Records for this exercise:
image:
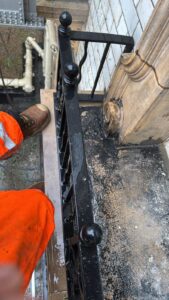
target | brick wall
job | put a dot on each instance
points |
(127, 17)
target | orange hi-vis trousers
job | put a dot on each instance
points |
(26, 225)
(11, 135)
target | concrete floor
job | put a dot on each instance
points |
(131, 203)
(25, 168)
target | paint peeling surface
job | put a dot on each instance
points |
(131, 203)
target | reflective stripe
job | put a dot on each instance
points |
(9, 144)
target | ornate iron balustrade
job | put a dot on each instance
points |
(81, 234)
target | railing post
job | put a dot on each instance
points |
(81, 234)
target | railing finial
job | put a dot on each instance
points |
(71, 71)
(65, 21)
(91, 234)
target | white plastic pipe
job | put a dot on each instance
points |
(28, 87)
(26, 81)
(50, 52)
(47, 62)
(48, 55)
(35, 45)
(50, 27)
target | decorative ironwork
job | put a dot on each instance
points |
(81, 234)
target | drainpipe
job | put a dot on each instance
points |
(48, 55)
(26, 81)
(50, 50)
(35, 45)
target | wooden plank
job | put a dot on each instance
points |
(57, 285)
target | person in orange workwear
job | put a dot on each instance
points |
(26, 216)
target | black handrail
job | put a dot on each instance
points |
(81, 234)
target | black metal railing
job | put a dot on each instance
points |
(81, 234)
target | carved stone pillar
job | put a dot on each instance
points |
(141, 81)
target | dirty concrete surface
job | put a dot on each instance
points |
(25, 168)
(131, 204)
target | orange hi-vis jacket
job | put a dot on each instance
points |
(26, 225)
(11, 135)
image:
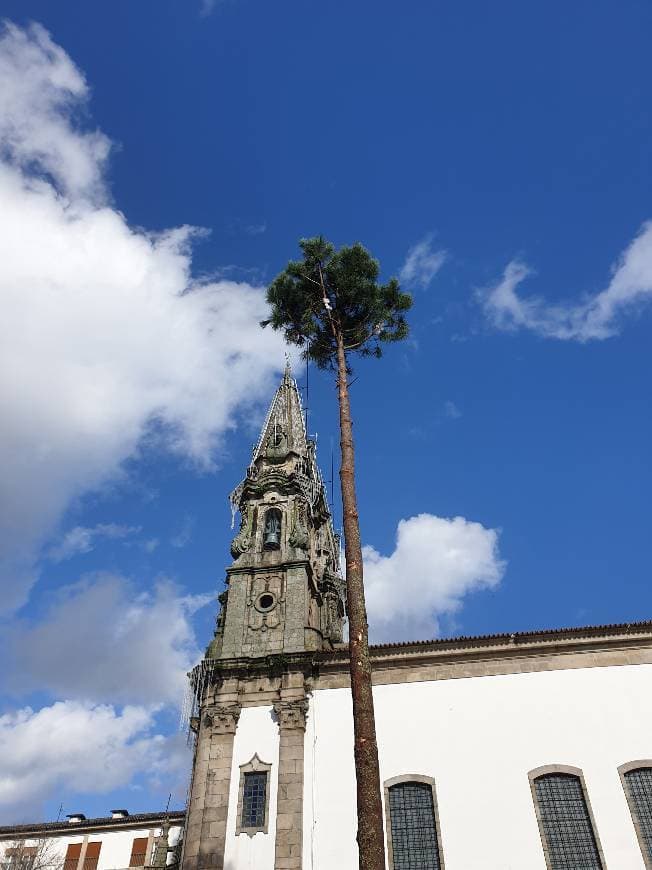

Written problem: Please rewrite the listing from the line containing "target | orange hi-vis jacket" through the end of the listing, swapping "put a dot on each instance" for "mark every instance" and keeping everything else the same. Omit the pictures from your answer.

Written solution:
target | orange hi-vis jacket
job | mark every instance
points |
(26, 225)
(11, 135)
image:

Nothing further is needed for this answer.